WHAT NEEDS TO BE DONE ▸
Copy out all the lines of the data that hold the word "below".

*-*-*

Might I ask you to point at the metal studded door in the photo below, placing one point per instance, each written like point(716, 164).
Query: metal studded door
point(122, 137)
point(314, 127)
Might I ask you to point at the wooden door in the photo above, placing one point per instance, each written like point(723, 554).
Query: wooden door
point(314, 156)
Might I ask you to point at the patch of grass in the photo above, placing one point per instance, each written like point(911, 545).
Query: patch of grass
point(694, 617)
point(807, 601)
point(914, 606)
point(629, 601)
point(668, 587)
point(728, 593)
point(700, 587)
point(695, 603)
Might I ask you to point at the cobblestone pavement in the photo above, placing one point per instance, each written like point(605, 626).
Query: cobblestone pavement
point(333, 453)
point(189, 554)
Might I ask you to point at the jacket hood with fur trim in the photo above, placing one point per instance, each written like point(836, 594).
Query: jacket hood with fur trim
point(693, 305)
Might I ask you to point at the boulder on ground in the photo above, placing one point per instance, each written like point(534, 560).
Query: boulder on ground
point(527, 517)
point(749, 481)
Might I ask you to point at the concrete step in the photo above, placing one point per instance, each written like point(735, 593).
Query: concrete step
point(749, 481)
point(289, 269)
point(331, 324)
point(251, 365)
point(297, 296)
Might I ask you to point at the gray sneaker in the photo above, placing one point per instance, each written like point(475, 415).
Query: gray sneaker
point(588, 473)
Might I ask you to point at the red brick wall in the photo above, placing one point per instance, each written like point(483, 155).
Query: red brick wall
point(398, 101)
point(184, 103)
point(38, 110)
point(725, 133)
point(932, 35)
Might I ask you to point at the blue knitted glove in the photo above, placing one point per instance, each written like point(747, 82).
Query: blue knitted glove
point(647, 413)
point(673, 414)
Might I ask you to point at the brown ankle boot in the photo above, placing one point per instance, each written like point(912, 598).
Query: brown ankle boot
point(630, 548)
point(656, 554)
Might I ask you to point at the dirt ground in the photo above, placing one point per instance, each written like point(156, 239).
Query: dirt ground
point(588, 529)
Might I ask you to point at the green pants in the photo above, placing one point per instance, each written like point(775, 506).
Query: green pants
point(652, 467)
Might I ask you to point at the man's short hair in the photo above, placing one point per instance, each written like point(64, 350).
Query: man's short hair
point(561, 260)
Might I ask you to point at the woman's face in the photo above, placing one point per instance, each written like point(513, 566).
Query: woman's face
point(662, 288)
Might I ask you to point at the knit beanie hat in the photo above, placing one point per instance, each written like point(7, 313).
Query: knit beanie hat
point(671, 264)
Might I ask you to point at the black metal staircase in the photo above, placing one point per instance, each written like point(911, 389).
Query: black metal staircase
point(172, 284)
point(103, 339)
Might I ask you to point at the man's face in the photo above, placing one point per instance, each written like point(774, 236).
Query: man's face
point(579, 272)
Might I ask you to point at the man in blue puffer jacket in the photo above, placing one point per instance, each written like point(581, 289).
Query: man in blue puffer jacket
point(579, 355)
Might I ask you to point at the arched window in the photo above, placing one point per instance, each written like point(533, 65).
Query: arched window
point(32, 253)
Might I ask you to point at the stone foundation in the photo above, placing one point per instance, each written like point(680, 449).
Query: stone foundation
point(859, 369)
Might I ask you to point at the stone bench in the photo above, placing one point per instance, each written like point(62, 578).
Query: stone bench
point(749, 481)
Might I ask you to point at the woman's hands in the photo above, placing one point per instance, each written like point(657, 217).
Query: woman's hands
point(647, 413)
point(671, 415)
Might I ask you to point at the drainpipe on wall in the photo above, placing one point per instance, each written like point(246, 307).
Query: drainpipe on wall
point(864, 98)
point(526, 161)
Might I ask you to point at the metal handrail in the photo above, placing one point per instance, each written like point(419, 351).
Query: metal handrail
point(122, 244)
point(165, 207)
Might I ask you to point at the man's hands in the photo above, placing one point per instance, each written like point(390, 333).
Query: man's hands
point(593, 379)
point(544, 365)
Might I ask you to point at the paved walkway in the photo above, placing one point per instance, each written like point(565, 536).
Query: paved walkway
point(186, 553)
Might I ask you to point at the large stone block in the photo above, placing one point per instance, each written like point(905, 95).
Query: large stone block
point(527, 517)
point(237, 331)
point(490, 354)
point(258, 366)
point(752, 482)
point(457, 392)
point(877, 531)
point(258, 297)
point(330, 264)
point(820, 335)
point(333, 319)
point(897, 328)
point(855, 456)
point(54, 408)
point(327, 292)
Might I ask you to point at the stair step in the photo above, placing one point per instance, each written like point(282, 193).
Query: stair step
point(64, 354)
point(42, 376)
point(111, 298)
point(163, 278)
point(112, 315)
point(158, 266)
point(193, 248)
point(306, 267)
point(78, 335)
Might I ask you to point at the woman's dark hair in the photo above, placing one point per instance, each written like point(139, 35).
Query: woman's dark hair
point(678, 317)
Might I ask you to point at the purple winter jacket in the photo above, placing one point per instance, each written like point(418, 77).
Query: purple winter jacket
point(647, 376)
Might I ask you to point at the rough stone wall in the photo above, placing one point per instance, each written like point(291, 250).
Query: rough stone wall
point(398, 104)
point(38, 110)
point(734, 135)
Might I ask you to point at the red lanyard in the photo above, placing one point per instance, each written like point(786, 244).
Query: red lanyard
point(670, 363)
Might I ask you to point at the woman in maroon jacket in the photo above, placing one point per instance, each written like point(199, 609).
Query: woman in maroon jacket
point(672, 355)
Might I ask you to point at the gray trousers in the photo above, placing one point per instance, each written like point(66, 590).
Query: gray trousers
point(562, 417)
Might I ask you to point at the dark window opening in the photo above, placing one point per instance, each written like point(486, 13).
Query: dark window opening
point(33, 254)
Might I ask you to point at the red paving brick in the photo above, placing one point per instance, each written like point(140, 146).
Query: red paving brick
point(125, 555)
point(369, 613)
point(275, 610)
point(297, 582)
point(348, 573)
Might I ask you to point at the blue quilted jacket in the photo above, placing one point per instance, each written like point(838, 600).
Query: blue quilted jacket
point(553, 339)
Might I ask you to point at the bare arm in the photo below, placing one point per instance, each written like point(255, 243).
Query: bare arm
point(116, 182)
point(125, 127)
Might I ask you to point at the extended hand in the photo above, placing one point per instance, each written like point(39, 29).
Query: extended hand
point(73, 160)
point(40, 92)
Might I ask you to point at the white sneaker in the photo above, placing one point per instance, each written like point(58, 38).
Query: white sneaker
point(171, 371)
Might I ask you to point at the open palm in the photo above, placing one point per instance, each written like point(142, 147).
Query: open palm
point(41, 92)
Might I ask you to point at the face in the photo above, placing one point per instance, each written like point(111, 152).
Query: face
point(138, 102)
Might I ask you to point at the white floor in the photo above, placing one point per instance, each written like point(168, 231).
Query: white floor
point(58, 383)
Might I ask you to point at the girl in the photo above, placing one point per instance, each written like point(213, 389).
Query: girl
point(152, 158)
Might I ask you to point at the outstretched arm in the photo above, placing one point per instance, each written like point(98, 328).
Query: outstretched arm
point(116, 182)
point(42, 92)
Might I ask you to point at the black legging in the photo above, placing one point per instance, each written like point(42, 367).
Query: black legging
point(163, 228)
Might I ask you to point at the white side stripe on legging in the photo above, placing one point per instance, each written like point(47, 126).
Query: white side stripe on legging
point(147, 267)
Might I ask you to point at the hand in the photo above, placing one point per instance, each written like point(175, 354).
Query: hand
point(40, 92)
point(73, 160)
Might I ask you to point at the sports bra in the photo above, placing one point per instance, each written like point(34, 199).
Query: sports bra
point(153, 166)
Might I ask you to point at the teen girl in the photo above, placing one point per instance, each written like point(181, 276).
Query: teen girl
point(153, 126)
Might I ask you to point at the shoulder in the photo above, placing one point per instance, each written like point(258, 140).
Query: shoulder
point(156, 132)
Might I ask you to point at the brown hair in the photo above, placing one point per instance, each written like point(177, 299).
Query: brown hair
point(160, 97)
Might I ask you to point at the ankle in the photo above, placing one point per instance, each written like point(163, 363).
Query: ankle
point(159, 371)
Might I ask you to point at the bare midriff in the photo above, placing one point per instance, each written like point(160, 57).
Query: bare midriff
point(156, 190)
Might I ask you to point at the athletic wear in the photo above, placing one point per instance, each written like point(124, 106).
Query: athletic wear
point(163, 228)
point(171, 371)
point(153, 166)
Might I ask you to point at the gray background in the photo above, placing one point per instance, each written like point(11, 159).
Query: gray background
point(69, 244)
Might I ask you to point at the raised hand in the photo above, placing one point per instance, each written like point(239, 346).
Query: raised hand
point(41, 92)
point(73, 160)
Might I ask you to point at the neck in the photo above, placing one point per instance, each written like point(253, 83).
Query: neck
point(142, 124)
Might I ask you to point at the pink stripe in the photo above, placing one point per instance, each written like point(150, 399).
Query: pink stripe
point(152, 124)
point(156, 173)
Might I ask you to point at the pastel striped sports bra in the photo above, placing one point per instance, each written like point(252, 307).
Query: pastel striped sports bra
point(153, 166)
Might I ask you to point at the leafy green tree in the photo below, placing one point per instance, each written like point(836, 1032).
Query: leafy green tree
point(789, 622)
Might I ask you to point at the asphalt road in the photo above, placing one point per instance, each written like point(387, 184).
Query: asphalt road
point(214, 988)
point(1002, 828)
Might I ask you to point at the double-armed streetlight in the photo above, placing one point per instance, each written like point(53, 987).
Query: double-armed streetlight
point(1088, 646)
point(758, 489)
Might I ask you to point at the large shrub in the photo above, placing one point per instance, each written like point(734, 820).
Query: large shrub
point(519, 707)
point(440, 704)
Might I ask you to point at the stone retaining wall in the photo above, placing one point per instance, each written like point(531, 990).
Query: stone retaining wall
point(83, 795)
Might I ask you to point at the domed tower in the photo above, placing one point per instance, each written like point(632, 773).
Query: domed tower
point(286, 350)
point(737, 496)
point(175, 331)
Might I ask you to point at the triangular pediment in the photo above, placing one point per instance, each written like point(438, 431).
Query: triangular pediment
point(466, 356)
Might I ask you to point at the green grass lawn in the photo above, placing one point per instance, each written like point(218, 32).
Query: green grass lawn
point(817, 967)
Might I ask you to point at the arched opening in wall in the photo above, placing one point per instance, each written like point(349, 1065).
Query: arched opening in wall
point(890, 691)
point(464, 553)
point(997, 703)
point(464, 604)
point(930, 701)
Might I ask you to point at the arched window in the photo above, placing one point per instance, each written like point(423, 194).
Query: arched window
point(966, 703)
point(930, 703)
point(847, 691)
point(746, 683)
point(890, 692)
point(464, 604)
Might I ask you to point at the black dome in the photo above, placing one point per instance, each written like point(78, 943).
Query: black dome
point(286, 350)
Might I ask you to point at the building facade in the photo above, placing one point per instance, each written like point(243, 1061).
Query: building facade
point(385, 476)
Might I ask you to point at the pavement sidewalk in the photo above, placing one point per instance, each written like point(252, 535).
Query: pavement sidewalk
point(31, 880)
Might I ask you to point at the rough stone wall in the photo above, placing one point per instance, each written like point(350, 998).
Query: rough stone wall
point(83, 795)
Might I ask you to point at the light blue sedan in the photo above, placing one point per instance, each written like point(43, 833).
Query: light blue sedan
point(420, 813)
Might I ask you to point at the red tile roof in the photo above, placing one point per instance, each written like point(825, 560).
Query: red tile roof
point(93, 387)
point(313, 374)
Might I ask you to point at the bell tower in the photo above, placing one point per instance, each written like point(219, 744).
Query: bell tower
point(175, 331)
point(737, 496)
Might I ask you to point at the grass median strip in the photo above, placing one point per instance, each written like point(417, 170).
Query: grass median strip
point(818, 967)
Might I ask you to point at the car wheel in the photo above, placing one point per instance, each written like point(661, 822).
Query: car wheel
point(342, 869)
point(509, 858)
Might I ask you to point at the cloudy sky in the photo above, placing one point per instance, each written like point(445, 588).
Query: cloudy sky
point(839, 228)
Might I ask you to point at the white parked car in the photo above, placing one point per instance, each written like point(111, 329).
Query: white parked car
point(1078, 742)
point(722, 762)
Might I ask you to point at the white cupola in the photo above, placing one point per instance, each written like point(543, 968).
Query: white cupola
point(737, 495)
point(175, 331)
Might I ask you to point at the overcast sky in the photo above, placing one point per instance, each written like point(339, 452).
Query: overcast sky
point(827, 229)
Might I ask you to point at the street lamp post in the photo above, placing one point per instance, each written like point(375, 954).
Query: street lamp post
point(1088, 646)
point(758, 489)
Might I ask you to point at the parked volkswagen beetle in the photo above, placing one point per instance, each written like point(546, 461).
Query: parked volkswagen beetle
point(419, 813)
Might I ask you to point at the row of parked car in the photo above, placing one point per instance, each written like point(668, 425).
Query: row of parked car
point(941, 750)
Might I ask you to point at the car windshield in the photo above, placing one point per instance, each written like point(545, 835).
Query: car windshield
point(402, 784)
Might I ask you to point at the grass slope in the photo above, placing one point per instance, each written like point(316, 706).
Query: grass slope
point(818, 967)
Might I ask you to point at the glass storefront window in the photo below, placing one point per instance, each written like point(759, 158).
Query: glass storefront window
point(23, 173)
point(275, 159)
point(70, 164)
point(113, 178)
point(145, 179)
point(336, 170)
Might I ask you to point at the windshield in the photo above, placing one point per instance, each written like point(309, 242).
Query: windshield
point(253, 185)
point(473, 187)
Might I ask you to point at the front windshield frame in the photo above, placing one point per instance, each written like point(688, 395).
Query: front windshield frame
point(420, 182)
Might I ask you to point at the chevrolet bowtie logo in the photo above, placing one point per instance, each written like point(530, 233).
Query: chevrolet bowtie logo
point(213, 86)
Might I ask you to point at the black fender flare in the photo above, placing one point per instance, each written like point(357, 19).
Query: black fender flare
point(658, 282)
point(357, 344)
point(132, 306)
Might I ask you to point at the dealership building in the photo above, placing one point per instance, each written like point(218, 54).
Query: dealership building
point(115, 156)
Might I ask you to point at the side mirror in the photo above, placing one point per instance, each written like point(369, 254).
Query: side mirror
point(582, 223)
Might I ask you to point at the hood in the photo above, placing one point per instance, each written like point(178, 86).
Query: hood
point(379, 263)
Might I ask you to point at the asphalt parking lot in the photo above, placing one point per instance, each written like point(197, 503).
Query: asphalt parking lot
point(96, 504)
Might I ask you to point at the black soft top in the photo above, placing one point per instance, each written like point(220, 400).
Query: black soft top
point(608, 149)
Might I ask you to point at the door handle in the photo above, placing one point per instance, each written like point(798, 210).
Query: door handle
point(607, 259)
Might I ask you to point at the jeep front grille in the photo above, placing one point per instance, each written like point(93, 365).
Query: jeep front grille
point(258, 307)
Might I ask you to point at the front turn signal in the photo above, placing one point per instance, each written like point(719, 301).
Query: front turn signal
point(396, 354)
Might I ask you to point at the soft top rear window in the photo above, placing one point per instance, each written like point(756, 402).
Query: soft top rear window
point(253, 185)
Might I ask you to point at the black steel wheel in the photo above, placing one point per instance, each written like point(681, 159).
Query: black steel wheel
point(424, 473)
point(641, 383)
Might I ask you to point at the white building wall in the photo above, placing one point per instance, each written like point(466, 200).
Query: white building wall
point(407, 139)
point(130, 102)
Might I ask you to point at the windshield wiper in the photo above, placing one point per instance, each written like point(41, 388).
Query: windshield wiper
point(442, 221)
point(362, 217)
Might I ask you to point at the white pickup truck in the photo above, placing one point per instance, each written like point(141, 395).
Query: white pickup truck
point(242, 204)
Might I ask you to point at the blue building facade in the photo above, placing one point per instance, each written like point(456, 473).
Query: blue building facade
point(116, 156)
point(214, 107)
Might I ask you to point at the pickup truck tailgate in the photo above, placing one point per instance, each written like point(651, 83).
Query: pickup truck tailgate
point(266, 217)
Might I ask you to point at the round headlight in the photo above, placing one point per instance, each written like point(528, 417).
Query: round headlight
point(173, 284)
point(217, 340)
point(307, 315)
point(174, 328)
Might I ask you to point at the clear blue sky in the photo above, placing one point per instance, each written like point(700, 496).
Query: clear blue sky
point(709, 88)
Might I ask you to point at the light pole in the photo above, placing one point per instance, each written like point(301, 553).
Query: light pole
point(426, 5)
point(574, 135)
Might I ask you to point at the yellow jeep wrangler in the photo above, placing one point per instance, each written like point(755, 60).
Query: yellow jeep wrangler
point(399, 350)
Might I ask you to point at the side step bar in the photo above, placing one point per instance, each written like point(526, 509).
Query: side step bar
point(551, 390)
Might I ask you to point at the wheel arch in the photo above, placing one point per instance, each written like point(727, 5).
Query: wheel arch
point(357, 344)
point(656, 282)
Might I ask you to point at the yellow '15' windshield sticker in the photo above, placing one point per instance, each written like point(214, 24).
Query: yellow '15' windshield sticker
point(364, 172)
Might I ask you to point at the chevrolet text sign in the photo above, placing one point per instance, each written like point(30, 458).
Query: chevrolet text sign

*-*-*

EXERCISE RESULT ▸
Might I ask you to point at the metal studded door in the photo below, placing one point per instance, each written like point(716, 164).
Might I ask you to point at the bare arm in the photo below, placing one point per instance, each written like point(255, 243).
Might I ask you to point at the leafy green tree in the photo below, placing one point per instance, each written like point(836, 1032).
Might I ask you to point at the glass storefront window in the photo below, placing one point per instance, each written like point(759, 158).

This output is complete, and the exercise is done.